* **Trecho da página**
-=-=-=-=-

Calotear ou não calotear


A questão fiscal e do endividamento público brasileiro está se tornando cada vez mais presente nas discussões entre os economistas e políticos. Tais discussões estão extrapolando o âmbito dos seminários e de setores acadêmicos e começam a ser divulgadas na mídia e por personagens que inesperadamente surgem no cenário. Foi o que aconteceu neste fim de semana (17 e 18/7/04), quando o jornalista Merval Pereira do Globo dedicou duas colunas sobre as reflexões em relação à possibilidade de um "calote" da dívida interna.

O ponto de partida da matéria de Pereira foi uma entrevista do ex-presidente Fernando Henrique Cardoso à Revista Primeira Leitura (edição de Julho/04) onde afirmou que "é a dívida que está comandando o governo; não é o governo que está comandando a dívida". Além disso, o ex-presidente falou abertamente que para que "o país volte a crescer vamos ter de resolver esta questão (da dívida interna)". O ex-presidente diz que a solução tem de ser "pactuada". Não seria um "calote", mas algo "politicamente discutido". Como? Através de "uma pedagogia da dívida", nas palavras de Fernando Henrique Cardoso. Assim, a sociedade entenderia "de onde é que vem" o endividamento e, assim se obteria "a adesão de grupos importantes a uma nova solução, que evite a impressão de se estar propondo um calote".

-=-=-=-=-

* **Linhas exibidas**
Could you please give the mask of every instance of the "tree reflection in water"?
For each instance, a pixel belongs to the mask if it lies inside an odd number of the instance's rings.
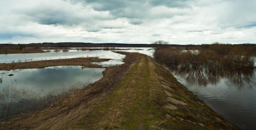
[[[184,79],[188,84],[206,86],[216,85],[222,79],[225,79],[226,85],[237,87],[240,90],[252,88],[256,85],[254,69],[245,68],[232,70],[218,67],[210,68],[203,66],[196,67],[168,67],[171,72]]]

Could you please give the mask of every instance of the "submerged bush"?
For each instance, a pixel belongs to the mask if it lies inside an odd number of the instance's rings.
[[[197,50],[188,50],[160,47],[155,49],[154,56],[159,63],[171,67],[203,67],[211,70],[254,67],[251,48],[234,46],[215,43],[199,46]]]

-=-=-=-=-

* **Instruções da tarefa**
Responda com base no trecho da página, marcando cada resposta com a mesma letra da pergunta.
(a) Em que dias Merval Pereira dedicou duas colunas ao tema do "calote" da dívida interna?
(b) A qual revista, e em que edição, Fernando Henrique Cardoso deu a entrevista citada?
(c) Segundo o ex-presidente, de que forma a solução para a dívida tem de ser alcançada?

* **Resultado final**
(a) No fim de semana de 17 e 18/7/04.
(b) À Revista Primeira Leitura, edição de julho/04.
(c) A solução tem de ser "pactuada", algo "politicamente discutido" por meio de "uma pedagogia da dívida".